-- start INPUT --

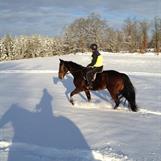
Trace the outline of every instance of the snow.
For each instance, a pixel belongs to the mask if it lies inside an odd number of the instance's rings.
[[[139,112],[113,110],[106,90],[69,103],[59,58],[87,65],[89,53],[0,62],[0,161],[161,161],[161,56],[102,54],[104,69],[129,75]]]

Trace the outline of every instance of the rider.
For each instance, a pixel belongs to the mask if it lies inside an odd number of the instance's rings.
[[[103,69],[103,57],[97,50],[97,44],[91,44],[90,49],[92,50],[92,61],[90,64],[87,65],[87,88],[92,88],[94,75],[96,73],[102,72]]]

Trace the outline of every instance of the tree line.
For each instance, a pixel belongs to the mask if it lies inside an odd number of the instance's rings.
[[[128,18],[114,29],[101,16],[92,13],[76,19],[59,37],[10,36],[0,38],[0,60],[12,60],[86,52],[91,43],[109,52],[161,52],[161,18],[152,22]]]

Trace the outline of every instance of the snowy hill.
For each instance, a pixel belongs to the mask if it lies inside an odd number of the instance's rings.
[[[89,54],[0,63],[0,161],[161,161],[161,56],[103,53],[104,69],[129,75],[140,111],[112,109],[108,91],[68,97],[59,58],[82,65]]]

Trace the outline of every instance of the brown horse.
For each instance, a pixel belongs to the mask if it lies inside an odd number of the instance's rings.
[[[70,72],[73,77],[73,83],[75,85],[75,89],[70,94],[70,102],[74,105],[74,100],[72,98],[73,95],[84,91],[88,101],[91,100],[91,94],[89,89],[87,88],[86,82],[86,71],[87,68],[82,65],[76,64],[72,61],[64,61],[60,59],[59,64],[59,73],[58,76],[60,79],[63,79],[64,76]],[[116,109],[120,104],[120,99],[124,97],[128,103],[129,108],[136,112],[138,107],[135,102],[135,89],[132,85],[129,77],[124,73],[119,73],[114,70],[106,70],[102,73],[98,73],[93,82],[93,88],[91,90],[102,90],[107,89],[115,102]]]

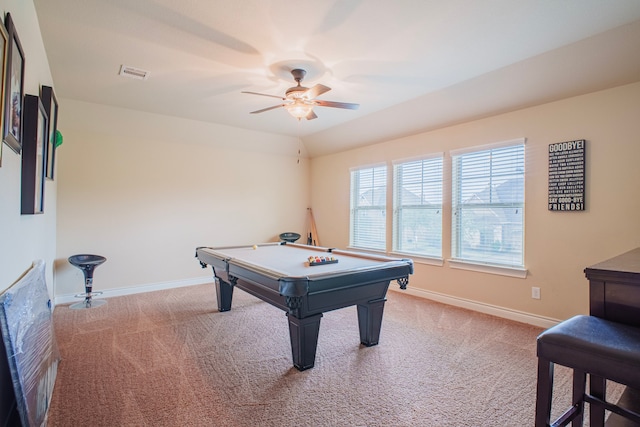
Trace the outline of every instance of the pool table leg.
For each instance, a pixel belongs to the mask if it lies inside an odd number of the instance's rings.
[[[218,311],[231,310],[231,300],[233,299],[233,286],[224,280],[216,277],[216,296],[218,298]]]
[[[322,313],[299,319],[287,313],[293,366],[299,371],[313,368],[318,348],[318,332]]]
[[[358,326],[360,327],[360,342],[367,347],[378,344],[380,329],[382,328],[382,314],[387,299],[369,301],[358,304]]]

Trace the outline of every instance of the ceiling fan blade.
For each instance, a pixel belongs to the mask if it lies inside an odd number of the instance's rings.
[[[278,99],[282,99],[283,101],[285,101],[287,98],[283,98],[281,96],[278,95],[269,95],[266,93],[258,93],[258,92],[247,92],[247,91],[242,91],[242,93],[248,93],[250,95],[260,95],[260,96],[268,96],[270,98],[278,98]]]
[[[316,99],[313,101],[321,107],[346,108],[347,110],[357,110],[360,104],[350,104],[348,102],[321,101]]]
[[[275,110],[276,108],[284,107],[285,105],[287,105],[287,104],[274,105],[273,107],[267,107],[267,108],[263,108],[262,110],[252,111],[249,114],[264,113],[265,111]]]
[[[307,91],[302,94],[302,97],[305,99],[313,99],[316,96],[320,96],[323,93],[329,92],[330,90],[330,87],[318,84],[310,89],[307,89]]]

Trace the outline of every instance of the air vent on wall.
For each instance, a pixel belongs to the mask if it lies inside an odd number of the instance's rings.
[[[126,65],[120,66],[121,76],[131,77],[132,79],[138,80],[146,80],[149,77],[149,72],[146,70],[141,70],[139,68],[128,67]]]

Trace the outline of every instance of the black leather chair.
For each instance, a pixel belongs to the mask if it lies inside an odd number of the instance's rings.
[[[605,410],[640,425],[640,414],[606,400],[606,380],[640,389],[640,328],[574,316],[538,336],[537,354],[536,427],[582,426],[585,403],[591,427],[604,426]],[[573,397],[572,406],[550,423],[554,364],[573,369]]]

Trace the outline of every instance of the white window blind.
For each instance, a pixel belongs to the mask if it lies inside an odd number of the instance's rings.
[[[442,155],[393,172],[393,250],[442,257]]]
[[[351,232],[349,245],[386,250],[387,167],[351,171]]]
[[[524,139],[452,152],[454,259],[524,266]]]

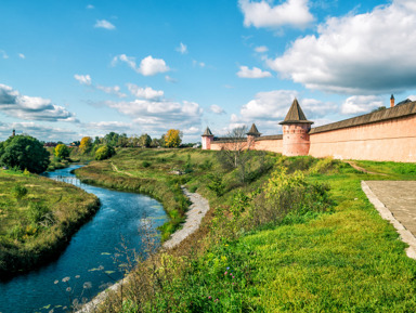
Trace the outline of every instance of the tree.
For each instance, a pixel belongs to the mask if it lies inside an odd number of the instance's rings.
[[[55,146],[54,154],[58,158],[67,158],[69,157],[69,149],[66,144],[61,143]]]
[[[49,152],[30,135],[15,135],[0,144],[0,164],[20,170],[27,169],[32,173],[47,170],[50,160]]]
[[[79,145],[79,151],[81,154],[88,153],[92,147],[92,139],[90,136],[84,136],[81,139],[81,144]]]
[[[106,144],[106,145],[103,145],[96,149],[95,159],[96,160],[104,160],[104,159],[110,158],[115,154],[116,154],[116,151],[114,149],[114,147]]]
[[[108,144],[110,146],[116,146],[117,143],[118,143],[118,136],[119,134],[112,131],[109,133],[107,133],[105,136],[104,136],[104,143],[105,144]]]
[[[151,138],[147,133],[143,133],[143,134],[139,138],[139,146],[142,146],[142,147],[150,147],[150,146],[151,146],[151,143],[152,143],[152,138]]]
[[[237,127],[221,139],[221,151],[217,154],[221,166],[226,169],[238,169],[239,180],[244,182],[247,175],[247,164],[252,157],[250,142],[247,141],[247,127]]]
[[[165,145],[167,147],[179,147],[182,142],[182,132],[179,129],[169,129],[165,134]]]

-- end INPUT --

## WHAT IS REQUIRED
Could you copy out the rows verbatim, beginning with the line that contains "Trace the outline of every instance of the tree." and continuing through the final line of the rows?

## RIGHT ANSWER
Trace the outline of every instance of the tree.
For each instance, a pixel belongs to the mask if it lies inside an odd number of the instance's rings.
[[[55,146],[54,154],[58,158],[67,158],[69,157],[69,149],[66,144],[61,143]]]
[[[49,152],[30,135],[15,135],[0,144],[0,164],[20,170],[27,169],[32,173],[47,170],[50,160]]]
[[[79,145],[79,151],[81,154],[88,153],[92,147],[92,139],[90,136],[84,136],[81,139],[81,144]]]
[[[106,144],[106,145],[103,145],[96,149],[95,159],[96,160],[104,160],[104,159],[110,158],[115,154],[116,154],[116,151],[114,149],[114,147]]]
[[[108,144],[110,146],[116,146],[117,143],[118,143],[118,136],[119,134],[112,131],[109,133],[107,133],[105,136],[104,136],[104,143],[105,144]]]
[[[151,138],[147,133],[143,133],[143,134],[139,138],[139,146],[142,146],[142,147],[150,147],[150,146],[151,146],[151,143],[152,143],[152,138]]]
[[[237,127],[221,139],[221,151],[217,154],[221,166],[226,169],[238,169],[239,180],[244,182],[247,175],[247,164],[252,157],[250,142],[247,141],[247,127]]]
[[[165,145],[167,147],[179,147],[182,142],[182,132],[179,129],[169,129],[165,134]]]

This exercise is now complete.